*GIVEN REQUEST A:* Quote the working memory passage below word for word, between "When testing performance" and "ηp2 = .026.", inclusive.

*TEXT PROVIDED:*
When testing performance accuracy, significant main effects of category operation, F(1, 29) = 40.03, p < .001, ηp2 = .580, and task operation, F(1, 29) = 20.24, p < .001, ηp2 = .411, emerged, such that participants were more accurate when categories repeated than when they changed, and also more accurate when tasks repeated than on task update trials (see Table 1). There was no significant interaction of the two control operations, F(1, 29) = 0.79, p = .382, ηp2 = .026.

Table 1 Descriptive statistics for Experiment 1

Taken together, the results of Experiment 1 indicate that executing an updating operation in either declarative or procedural WM did not increase the time needed to execute an updating operation in the other domain, but rather decreased RTs relative to the sum of each control operation in isolation. As we described above, the significant subadditive RT interaction could be attributed to two potential underlying cognitive architectures. First, it is possible that declarative and procedural updating processes in WM are able to proceed, at least partially, in parallel—for instance, via two independent gating mechanisms. This finding would be consistent with models of separable declarative and procedural stores, as well as with factor-analytic work suggesting that the latent variables of updating and shifting are cognitively dissociable (Miyake & Friedman, 2012; Miyake et al., 2000; Oberauer, 2009; Risse & Oberauer, 2010). Alternatively, it is possible that the two operations are not independent but mutually facilitative—for instance, due to reliance on a shared control process such as the opening of a gating mechanism that, once activated, can benefit both types of operations, or due to one updating operation “priming” the other. Before trying to tease apart these two alternative possibilities (in Exp. 3), in Experiment 2 we first sought to replicate the subadditive interaction observed in Experiment 1, while ruling out the possibility that the interaction could have been driven by differences in response uncertainty across conditions.

*GIVEN REQUEST B:* Render the whole listing below as a two-column CSV with the columns input and output. Put the listing's wording in a quoted input field and its reply in a quoted output field, with line breaks turned into spaces.

*INFORMATION SHOWN:*
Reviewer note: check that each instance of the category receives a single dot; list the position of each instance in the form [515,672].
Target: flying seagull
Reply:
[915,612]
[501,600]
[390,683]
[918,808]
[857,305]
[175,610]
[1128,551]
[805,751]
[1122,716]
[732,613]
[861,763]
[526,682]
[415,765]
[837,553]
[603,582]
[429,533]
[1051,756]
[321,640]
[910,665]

*WRITTEN REPLY A:*
When testing performance accuracy, significant main effects of category operation, F(1, 29) = 40.03, p < .001, ηp2 = .580, and task operation, F(1, 29) = 20.24, p < .001, ηp2 = .411, emerged, such that participants were more accurate when categories repeated than when they changed, and also more accurate when tasks repeated than on task update trials (see Table 1). There was no significant interaction of the two control operations, F(1, 29) = 0.79, p = .382, ηp2 = .026.

*WRITTEN REPLY B:*
input,output
"Reviewer note: check that each instance of the category receives a single dot; list the position of each instance in the form [515,672]. Target: flying seagull Reply:","[915,612] [501,600] [390,683] [918,808] [857,305] [175,610] [1128,551] [805,751] [1122,716] [732,613] [861,763] [526,682] [415,765] [837,553] [603,582] [429,533] [1051,756] [321,640] [910,665]"